Write out each entry again. Keep every word exactly as it is.

____________

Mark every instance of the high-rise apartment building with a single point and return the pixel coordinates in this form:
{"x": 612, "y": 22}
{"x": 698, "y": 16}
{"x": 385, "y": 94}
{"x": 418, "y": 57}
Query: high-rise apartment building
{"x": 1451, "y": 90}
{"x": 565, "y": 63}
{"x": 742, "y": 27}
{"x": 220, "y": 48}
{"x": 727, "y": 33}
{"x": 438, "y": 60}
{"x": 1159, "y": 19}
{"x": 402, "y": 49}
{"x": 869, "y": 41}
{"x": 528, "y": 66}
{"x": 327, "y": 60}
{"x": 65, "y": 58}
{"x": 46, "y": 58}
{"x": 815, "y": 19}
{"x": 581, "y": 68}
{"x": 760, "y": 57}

____________

_IN RESPONSE_.
Mark every instance of the high-rise apartment building with a single point and return the pixel coordinates in this form:
{"x": 612, "y": 22}
{"x": 698, "y": 16}
{"x": 385, "y": 94}
{"x": 418, "y": 57}
Query: high-rise apartment building
{"x": 1451, "y": 90}
{"x": 565, "y": 63}
{"x": 742, "y": 27}
{"x": 220, "y": 48}
{"x": 727, "y": 33}
{"x": 438, "y": 60}
{"x": 1159, "y": 19}
{"x": 402, "y": 49}
{"x": 869, "y": 41}
{"x": 528, "y": 66}
{"x": 327, "y": 60}
{"x": 65, "y": 58}
{"x": 46, "y": 58}
{"x": 815, "y": 19}
{"x": 581, "y": 68}
{"x": 760, "y": 57}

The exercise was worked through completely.